- What the task asks -
How many lines in the items below contain the string "cream"? Case counts, so treat uppercase and lowercase letters as different, and reply with the number alone.

******************************

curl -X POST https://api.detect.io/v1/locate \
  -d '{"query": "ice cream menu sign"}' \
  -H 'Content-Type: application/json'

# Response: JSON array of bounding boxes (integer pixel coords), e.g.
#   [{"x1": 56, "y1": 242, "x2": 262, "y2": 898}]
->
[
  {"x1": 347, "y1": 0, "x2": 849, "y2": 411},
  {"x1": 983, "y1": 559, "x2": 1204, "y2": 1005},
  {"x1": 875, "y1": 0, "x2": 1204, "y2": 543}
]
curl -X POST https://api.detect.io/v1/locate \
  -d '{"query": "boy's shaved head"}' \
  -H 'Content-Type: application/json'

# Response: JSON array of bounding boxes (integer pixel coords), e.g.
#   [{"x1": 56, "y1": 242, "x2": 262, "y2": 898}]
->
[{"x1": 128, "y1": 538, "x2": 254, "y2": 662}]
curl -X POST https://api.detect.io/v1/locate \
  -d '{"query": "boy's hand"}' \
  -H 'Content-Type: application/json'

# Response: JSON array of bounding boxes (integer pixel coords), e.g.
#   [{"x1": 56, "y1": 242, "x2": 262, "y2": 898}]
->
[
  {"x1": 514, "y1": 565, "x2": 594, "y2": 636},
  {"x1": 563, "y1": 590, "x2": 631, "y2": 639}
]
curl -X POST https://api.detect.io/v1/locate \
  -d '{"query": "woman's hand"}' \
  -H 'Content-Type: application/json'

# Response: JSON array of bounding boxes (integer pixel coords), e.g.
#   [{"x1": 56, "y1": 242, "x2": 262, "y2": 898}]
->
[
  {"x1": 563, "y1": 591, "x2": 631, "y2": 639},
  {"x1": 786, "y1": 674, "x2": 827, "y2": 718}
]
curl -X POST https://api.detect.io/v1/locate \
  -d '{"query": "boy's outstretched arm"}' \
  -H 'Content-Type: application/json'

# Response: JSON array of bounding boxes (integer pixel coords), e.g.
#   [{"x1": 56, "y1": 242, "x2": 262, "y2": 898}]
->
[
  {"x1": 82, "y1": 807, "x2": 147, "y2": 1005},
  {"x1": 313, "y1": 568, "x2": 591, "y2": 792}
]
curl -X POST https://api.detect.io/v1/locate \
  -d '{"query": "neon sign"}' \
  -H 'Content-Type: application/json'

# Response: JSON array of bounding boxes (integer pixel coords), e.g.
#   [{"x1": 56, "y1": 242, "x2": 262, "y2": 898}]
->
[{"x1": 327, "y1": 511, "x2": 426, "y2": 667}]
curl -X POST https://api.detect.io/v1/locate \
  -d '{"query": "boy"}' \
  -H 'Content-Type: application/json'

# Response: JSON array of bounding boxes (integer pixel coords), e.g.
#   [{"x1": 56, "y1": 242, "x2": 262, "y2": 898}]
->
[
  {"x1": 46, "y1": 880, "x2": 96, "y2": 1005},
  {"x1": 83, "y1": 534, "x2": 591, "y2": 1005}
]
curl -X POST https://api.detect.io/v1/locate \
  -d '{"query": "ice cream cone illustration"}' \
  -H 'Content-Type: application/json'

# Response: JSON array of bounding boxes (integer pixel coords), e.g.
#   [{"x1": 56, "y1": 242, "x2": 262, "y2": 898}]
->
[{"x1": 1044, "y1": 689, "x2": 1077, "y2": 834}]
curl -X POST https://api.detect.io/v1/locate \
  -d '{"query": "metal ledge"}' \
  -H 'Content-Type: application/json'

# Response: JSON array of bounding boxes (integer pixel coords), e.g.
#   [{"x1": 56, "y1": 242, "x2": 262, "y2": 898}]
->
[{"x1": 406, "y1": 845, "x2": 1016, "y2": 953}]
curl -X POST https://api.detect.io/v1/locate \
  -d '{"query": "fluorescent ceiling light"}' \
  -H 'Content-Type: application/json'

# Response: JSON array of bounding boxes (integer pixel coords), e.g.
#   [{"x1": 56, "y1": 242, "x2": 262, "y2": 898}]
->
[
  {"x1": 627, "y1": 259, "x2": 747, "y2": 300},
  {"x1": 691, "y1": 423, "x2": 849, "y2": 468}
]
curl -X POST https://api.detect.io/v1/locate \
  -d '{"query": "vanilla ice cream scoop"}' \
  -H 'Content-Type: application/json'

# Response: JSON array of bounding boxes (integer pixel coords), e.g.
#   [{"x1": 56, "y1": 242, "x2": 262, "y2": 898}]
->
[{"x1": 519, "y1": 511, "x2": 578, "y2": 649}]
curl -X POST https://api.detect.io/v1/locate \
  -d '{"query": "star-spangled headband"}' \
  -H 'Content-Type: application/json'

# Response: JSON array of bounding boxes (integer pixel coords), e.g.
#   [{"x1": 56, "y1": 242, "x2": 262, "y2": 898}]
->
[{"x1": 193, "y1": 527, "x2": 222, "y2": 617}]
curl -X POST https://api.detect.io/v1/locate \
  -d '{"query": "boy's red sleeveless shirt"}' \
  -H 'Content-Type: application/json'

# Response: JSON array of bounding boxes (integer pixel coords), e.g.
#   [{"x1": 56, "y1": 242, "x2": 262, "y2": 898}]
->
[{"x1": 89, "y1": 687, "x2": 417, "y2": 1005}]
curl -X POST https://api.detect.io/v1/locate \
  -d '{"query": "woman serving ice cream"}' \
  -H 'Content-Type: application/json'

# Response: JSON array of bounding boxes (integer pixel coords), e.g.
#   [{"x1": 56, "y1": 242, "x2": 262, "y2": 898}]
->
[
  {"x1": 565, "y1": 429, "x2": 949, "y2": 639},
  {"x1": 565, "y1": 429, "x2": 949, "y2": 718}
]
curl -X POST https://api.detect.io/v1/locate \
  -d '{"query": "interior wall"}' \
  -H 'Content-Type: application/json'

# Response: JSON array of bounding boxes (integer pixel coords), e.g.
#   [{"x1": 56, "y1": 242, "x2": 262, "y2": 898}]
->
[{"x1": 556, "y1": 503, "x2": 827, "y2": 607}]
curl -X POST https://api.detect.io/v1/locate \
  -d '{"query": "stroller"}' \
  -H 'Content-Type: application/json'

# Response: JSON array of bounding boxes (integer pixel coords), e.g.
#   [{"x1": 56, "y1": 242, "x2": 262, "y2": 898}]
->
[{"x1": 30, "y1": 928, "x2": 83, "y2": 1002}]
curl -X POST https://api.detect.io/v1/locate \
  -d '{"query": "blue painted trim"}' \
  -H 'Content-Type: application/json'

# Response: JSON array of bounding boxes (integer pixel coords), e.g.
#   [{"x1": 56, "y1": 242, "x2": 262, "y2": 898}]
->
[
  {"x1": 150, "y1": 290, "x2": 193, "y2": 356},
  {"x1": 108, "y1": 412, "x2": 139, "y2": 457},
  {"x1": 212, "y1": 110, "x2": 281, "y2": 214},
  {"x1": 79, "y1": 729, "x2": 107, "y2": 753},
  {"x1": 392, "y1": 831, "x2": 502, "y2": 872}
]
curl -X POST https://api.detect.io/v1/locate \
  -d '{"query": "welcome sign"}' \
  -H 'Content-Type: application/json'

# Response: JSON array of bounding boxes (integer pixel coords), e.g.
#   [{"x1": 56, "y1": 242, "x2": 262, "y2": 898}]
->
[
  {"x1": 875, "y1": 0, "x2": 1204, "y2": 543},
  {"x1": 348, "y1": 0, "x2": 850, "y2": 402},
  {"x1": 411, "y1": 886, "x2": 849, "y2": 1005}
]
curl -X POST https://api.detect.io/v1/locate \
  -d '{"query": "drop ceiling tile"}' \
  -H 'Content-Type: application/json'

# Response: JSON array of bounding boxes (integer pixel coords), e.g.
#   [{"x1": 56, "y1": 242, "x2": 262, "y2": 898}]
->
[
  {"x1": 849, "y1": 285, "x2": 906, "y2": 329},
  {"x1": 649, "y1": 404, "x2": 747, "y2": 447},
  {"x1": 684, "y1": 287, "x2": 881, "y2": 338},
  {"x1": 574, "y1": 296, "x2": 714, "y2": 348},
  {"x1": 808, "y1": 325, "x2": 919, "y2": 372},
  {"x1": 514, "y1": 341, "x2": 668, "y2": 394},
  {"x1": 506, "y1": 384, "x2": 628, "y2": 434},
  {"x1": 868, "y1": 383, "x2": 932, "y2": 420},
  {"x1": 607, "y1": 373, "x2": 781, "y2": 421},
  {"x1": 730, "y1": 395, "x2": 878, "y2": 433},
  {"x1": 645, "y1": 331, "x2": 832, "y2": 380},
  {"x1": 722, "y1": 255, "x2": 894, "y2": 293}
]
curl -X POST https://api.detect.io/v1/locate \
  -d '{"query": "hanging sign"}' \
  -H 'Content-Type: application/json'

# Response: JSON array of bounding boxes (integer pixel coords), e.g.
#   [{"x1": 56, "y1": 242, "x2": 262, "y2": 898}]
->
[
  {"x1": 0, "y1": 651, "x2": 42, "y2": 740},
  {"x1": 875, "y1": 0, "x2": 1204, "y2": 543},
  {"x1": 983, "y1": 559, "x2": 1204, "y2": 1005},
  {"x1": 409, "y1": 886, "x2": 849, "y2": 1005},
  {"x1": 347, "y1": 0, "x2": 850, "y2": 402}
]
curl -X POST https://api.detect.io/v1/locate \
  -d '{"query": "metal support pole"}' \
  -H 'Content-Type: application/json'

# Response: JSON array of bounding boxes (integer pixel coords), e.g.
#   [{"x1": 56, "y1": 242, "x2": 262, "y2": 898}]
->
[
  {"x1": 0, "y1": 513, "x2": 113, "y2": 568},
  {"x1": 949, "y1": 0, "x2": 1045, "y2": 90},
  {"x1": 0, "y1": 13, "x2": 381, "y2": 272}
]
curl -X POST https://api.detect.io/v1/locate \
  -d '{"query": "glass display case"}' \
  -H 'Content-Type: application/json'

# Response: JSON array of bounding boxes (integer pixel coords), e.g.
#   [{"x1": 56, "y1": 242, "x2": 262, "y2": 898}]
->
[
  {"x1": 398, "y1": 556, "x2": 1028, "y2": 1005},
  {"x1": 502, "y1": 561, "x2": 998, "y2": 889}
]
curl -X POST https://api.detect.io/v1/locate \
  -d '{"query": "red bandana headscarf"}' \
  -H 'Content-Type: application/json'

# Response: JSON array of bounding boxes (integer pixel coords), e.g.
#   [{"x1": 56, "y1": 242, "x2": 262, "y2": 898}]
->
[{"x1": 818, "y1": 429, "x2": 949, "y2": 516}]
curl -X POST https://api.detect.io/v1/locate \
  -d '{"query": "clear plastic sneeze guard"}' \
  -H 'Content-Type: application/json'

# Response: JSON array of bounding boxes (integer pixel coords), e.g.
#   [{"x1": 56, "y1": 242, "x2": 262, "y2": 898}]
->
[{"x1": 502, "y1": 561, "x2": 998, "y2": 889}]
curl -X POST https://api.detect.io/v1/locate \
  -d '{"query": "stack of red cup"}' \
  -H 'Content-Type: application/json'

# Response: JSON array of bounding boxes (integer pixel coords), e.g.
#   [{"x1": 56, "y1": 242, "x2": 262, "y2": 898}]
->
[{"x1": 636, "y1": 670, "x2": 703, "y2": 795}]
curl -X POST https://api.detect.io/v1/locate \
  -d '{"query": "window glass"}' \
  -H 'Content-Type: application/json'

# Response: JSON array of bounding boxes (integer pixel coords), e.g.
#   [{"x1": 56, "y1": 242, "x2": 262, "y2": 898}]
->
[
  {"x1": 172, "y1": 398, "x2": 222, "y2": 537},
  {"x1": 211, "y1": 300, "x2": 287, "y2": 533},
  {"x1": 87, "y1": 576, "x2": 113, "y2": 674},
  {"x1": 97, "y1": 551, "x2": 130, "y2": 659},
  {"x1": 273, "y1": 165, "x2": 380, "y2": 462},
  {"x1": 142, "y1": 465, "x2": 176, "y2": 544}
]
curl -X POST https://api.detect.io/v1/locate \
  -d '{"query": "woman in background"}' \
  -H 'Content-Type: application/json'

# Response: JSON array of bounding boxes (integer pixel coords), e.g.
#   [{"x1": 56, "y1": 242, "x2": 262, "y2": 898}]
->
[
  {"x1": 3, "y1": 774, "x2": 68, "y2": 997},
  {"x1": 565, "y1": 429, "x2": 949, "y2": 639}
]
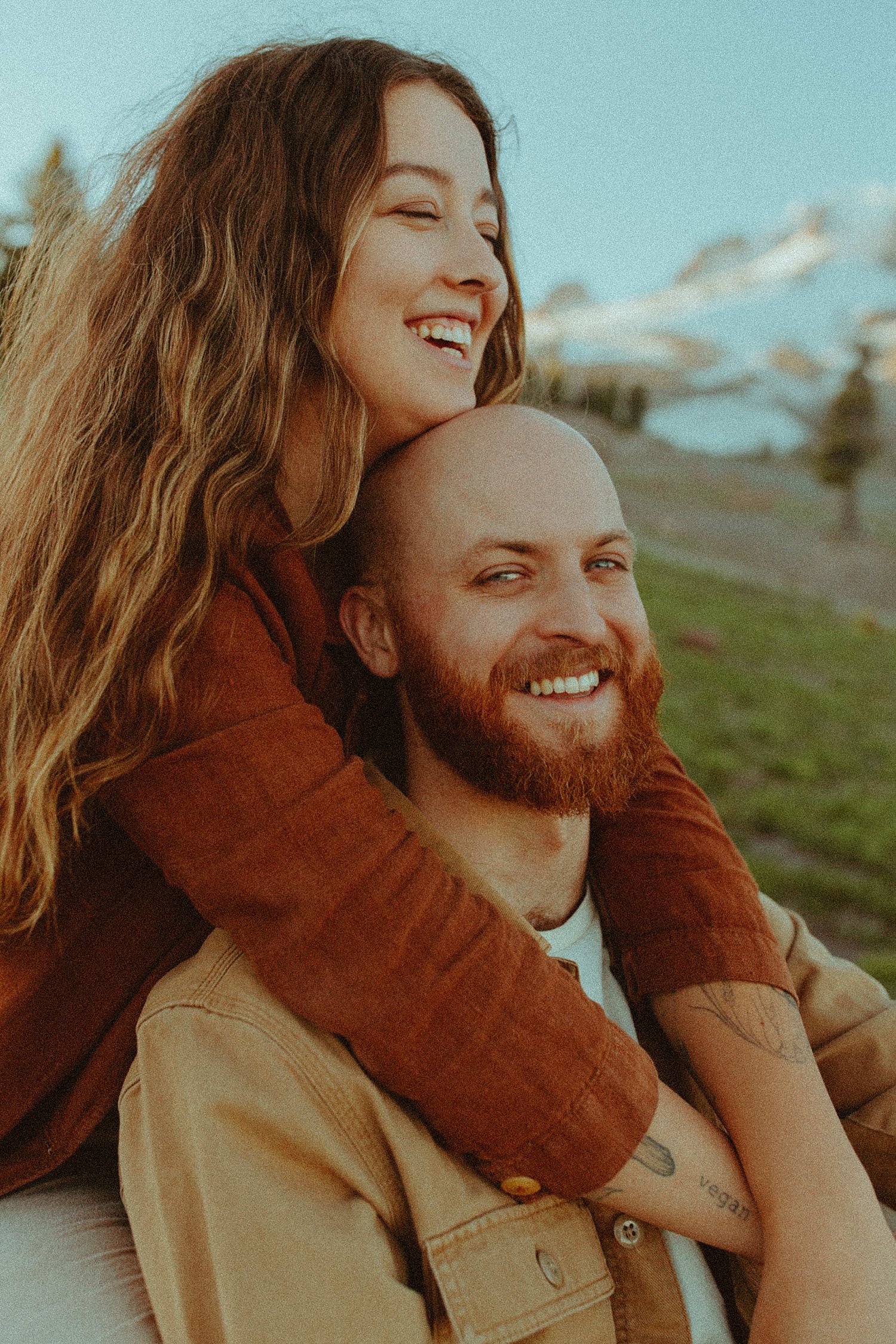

******************************

- Response to this exercise -
4